## REQUIREMENT
Can you copy the lines from the one that contains "spot the haze over mountains." through the end of the material below, exactly and with nothing else?

───

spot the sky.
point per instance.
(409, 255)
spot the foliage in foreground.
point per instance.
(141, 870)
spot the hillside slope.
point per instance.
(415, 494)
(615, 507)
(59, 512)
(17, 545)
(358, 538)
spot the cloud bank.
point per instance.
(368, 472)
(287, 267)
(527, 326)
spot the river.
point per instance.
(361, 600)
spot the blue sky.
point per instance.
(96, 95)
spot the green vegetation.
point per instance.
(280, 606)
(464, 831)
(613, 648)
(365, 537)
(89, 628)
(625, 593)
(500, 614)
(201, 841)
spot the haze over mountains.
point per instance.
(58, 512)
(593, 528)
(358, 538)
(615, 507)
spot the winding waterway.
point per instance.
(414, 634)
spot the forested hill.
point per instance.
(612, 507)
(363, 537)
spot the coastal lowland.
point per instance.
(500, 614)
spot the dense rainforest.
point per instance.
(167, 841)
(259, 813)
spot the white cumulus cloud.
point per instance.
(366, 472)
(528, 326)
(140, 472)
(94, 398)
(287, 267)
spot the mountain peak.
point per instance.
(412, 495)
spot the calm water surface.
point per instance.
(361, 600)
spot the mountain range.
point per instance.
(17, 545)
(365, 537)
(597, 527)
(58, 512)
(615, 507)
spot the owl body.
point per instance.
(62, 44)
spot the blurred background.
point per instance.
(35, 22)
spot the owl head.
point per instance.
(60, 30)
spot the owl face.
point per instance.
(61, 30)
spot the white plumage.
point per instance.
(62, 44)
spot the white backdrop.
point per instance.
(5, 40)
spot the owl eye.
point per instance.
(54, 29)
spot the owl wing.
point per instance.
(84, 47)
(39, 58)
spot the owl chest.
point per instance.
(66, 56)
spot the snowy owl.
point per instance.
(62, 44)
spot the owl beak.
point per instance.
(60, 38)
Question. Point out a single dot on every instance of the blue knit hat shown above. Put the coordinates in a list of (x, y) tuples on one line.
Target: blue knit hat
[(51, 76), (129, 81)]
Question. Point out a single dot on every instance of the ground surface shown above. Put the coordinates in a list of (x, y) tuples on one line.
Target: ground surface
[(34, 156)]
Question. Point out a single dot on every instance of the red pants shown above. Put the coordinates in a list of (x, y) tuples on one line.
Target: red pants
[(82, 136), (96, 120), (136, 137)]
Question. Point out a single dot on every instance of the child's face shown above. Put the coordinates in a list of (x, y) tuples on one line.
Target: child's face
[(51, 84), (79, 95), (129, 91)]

───

## COMPLETED EXERCISE
spot the haze over mountains.
point per instance.
(58, 512)
(593, 528)
(358, 538)
(615, 507)
spot the winding waterway.
point per instance.
(414, 634)
spot the forested hill.
point per instance.
(612, 507)
(363, 537)
spot the coastal lowland.
point per instance.
(500, 614)
spot the dense rainforest.
point per instance.
(167, 841)
(259, 813)
spot the white cumulus cloud.
point per instance.
(366, 472)
(528, 326)
(140, 472)
(94, 398)
(287, 267)
spot the mountain peak.
point per instance.
(412, 495)
spot the calm water surface.
point per instance.
(361, 600)
spot the mountain range.
point per instance.
(17, 545)
(365, 537)
(597, 527)
(58, 512)
(615, 507)
spot the owl body.
point per instance.
(62, 44)
spot the blurred background.
point per instance.
(35, 22)
spot the owl head.
point per instance.
(60, 30)
spot the owl face.
point per instance.
(61, 30)
spot the white plumage.
point per instance.
(62, 44)
spot the white backdrop.
point per instance.
(5, 40)
spot the owl eye.
point per instance.
(54, 29)
spot the owl wing.
point per instance.
(84, 47)
(39, 58)
spot the owl chest.
point per instance.
(66, 56)
spot the snowy owl.
point per instance.
(62, 44)
spot the owl beak.
point per instance.
(60, 38)
Question. Point out a single dot on every instance of the blue knit hat shown above. Put the coordinates in a list of (x, y) tuples on one line.
Target: blue knit hat
[(51, 76), (129, 81)]
Question. Point out a single dot on every instance of the ground surface shown above. Put the coordinates in a list of (x, y) tuples on one line.
Target: ground surface
[(34, 156)]
Question. Point out a single dot on every instance of the red pants shown above. Put the coordinates in a list of (x, y) tuples on one line.
Target: red pants
[(82, 136), (96, 120), (136, 137)]
Question. Point out a single dot on every instance of the child's face shown above. Put the coordinates in a list of (x, y) tuples on one line.
Target: child's face
[(51, 84), (79, 95), (129, 91)]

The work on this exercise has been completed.